Copy out, word for word, every line of the records from the one containing "out the purple" through the final line of the records, with both of those lines included.

** start of MATERIAL FOR THE TASK **

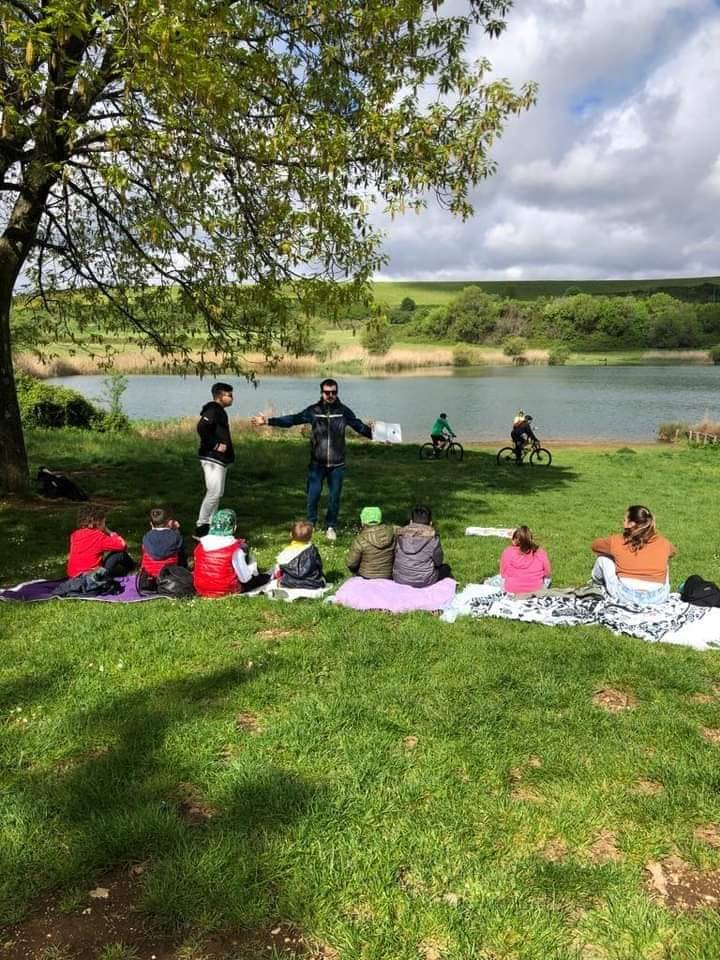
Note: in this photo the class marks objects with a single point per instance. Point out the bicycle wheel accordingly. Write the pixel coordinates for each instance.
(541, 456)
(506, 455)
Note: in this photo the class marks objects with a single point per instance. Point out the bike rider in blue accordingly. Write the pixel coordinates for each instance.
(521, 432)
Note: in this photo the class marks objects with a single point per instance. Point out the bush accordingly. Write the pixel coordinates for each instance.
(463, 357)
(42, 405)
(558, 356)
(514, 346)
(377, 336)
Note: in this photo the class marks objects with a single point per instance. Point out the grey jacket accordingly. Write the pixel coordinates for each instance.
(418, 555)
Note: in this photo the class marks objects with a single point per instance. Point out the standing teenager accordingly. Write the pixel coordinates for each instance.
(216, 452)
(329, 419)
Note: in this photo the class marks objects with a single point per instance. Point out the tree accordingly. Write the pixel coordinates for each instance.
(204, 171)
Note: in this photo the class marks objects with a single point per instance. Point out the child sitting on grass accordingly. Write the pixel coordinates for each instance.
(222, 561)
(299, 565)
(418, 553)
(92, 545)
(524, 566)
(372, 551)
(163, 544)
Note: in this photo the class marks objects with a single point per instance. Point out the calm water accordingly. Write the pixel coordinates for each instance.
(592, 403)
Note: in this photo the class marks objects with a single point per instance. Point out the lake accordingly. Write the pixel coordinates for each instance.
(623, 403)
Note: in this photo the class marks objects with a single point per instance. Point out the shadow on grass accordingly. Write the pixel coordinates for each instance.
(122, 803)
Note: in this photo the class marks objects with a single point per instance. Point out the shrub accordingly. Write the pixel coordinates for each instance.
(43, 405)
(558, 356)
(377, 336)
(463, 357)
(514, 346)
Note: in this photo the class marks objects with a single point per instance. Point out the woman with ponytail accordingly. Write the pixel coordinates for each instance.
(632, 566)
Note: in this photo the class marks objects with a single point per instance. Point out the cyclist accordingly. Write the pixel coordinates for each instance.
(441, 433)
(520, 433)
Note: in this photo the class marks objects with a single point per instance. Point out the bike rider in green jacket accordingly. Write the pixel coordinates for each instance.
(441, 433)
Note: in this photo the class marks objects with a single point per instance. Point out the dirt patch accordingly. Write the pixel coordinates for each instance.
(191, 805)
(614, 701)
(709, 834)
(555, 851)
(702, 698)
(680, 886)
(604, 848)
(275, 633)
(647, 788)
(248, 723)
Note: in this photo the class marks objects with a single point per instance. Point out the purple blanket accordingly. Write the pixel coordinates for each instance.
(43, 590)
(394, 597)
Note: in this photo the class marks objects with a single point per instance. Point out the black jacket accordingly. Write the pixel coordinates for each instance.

** end of MATERIAL FOR THE TASK **

## FINAL RESULT
Note: in this photo the class marks objects with a single point per instance. Point out the purple blanket accordingly. Write the pixel coordinates for each instance.
(43, 590)
(394, 597)
Note: in this photo the class marks objects with a single point per instance. Point out the black jacket accordingly. Write the pixel coordinates for each instance.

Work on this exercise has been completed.